- QUESTIONS
A: According to the participant description, what was the age range of the HCPs?
B: In the participant description, rewrite the passage starting at "Patients were aged" and ending at "over 6 years.", changing "HCPs" to "Clinicians".

- PAGE TEXT
*****

Patients were aged in the range 43–77 years with (self-reported) mixed technology experience (from none to “a lot”) and educational level ranging from primary education to university bachelor degree level. Duration of illness ranged from “Newly diagnosed” to “Over 35 years”, and (common) comorbidities included cardiovascular diseases and diabetes.
HCPs were in the range 22–63 years old with predominantly “a little” self-reported technology experience (only two reporting “a lot”), and in professional capacity of Rheumatologists, rheumatology trainees, nurse practitioners, and medical researchers with professional experience ranging from 0 to 2 to over 6 years.

*****

- SUPPLIED RECORDS

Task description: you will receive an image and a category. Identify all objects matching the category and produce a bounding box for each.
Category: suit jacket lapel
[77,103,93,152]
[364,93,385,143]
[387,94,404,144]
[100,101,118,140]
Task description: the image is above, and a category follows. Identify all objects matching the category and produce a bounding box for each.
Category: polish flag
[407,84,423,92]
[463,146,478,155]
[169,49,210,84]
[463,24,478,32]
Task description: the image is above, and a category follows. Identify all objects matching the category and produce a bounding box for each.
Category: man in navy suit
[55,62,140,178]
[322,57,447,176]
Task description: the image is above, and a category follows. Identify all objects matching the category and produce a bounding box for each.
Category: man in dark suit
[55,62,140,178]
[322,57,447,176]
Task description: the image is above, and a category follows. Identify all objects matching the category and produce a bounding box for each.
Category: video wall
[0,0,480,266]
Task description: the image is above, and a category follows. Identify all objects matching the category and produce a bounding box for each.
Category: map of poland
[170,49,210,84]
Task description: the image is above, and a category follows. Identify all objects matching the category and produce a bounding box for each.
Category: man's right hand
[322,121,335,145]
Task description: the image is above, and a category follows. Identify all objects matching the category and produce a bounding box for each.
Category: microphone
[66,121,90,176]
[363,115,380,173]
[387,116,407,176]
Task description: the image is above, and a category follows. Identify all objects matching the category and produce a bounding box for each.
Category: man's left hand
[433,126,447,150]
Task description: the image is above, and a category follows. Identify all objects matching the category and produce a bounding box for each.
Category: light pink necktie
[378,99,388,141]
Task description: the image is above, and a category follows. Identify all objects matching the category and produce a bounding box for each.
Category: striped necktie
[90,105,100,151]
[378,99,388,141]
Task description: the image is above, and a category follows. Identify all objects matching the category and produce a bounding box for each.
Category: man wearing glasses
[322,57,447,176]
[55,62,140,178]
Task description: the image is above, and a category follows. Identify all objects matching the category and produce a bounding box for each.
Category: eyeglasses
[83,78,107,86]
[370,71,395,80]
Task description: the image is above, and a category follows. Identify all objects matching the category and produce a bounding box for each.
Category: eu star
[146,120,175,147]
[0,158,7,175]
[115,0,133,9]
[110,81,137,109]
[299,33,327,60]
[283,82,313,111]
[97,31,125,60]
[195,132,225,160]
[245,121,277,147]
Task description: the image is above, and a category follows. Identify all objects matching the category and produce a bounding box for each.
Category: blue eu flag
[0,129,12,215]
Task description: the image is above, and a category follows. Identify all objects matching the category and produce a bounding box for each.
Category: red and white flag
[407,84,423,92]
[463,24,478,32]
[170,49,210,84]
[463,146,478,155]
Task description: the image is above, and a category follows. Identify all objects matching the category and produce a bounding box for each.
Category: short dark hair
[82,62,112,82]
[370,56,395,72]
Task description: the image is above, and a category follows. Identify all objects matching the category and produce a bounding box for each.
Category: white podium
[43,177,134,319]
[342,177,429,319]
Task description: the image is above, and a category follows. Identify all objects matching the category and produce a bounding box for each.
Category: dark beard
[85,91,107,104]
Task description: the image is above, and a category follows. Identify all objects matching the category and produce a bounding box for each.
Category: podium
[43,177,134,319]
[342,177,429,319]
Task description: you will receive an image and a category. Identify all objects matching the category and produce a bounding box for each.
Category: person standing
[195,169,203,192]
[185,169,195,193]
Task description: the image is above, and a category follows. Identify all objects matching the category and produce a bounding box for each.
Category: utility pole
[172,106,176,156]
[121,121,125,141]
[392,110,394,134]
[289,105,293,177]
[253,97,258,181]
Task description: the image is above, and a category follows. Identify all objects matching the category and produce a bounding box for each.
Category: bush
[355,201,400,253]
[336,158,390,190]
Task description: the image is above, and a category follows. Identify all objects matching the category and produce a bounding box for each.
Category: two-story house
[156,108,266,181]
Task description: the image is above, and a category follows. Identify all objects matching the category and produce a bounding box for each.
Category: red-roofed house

*****

- ANSWERS GIVEN
A: 22–63 years

B:
Patients were aged in the range 43–77 years with (self-reported) mixed technology experience (from none to “a lot”) and educational level ranging from primary education to university bachelor degree level. Duration of illness ranged from “Newly diagnosed” to “Over 35 years”, and (common) comorbidities included cardiovascular diseases and diabetes.
Clinicians were in the range 22–63 years old with predominantly “a little” self-reported technology experience (only two reporting “a lot”), and in professional capacity of Rheumatologists, rheumatology trainees, nurse practitioners, and medical researchers with professional experience ranging from 0 to 2 to over 6 years.